PASSAGE TO READ -
= Beginning of Section =

How Rajasthan forest department created jobs in tendu leaf collection during Covid-19 lockdown
Tendu leaf is used to wrap bidis. Leaves of many other plants are also used to as bidis in different parts of the country but traders said the texture, flavour and workability of tendu leaves are unmatchable.Updated: May 25, 2020 15:49 IST
Rajasthan forest department created jobs for local communities in Jhalawar as it sold 15 extra units for collection of tendu leaves to locals in open bidding during the coronavirus lockdown, officials said.
For the collection of tendu (Diospyros melanoxylon) leaves, forest areas are divided into units which are auctioned between December and January. Rajasthan has 167 units in 14 districts, including 45 in Jhalawar. Only 69 of them were sold during the bids. For the remaining, the divisional forest officers (DFOs) call for open bids. The state will earn Rs 7.5 crore as royalty from these units.
Tendu leaf is used to wrap bidis. Leaves of many other plants are also used to as bidis in different parts of the country but traders said the texture, flavour and workability of tendu leaves are unmatchable.
In Jhalawar forest areas, merchants from Tonk, Karauli, Madhya Pradesh, Maharasthra and Gujarat come for collection of leaves and bring specialised labour from their native places.
This time, due to the lockdown restrictions, this was not possible. Also, there was an objection from the local public representatives, who said labourers from outside may bring the virus with them and infect locals.
“We held dialogues with the representatives and merchants to find solutions. We got the merchants to give priority to local community in collection of leaves,” said Jhalawar DFO Hemant Singh.
“We also encouraged the local representative to take up the units as the collection was less in other states such as Chhatisgarh, Madhya Pradesh and Odisha due to the lockdown and untimely showers,” he added.

= End of Section =

SUPPLIED MATERIAL -
= Beginning of Section =

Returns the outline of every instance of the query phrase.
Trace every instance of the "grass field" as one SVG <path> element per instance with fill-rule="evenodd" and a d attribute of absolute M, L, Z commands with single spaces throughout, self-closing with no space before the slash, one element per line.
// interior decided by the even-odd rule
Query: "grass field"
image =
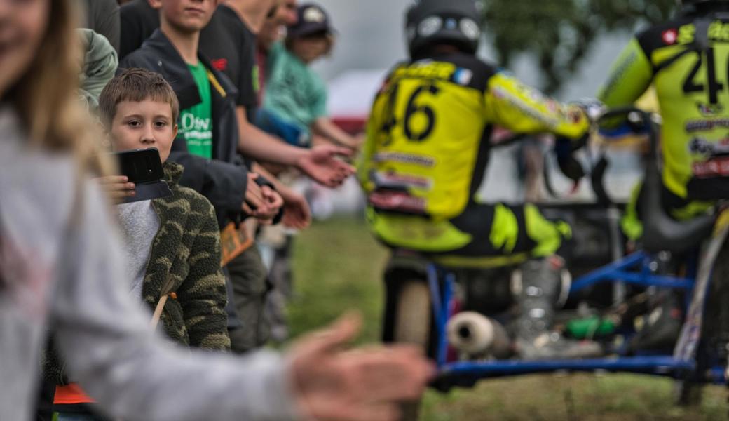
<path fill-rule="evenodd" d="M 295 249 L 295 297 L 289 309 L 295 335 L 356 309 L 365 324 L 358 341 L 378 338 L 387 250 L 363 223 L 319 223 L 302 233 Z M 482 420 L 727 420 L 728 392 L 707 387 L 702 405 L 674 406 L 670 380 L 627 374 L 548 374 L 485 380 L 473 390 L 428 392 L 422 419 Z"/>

= End of Section =
= Beginning of Section =

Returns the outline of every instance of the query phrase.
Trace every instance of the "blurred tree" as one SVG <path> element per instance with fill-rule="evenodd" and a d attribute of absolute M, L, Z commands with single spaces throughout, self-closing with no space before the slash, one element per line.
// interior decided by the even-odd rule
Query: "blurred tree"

= End of Section =
= Beginning of Section =

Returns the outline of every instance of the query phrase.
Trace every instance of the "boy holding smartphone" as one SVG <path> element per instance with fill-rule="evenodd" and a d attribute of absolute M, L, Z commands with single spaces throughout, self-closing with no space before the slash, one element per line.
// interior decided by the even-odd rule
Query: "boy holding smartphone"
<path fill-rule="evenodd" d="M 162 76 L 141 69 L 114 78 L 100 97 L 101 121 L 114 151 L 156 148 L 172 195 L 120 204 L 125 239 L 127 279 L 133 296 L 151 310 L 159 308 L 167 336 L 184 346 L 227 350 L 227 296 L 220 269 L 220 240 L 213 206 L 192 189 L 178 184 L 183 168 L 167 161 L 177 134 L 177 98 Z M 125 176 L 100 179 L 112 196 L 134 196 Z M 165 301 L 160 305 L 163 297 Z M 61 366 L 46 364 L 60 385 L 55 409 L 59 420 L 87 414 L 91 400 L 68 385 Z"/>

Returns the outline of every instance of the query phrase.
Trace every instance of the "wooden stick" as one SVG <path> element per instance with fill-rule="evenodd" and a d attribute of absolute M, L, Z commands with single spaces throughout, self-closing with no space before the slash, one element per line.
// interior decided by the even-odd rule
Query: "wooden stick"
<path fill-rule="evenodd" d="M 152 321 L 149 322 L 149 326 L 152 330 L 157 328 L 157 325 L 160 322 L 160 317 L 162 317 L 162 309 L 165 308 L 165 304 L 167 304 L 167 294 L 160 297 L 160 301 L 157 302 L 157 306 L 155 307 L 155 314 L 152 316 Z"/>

= End of Section =

PROBLEM SET -
1 - In the article on tendu leaf collection in Rajasthan, translate this sentence into French: "Rajasthan has 167 units in 14 districts, including 45 in Jhalawar."
2 - Go on writing the article on tendu leaf collection in Rajasthan, starting after its final sentence.
The lines have no part in this.

EXERCISE RESULTS -
1 - Le Rajasthan compte 167 unités réparties dans 14 districts, dont 45 à Jhalawar.

2 -
In Jhalawar, 15 more units were sold in an open bidding during the lockdown. For the first time, more than 90% of people, labourers and supervisors, involved in collection in the district, were locals, including many first-timers.
“This will make the locals self-reliant and will be beneficial for the local economy,” the DFO said.
Singh said that more than 2,500 families from 240 villages are benefitting from these efforts which have led to the generation of extra 75,000 man days. About 50-60 labourers can work in one unit of an average size. They collect leaves from the forest in the morning and stack them in bundles of 50 each. These bundles are then given to the unit holders. Payment – one rupee per bundle – is made immediately and in cash. One family can make around 500 bundles in a day.
“For merchants from outside, our staff, especially rangers, helped them in coordination with the district administration in medical screening, arranging logistics and labourers. This encouraged more traders to come to Jhalawar who were initially reluctant because of the curbs,” Singh said.
The officer said that people in villages are happy as it’s like a small event for them every year and everyone is involved. “During this time there is no work in the fields. Unlike in MNREGS, here we get instant cash which can be used to buy seeds and preparing fields for Kharif crops,” said Ramlal, a small farmer in Mandawar.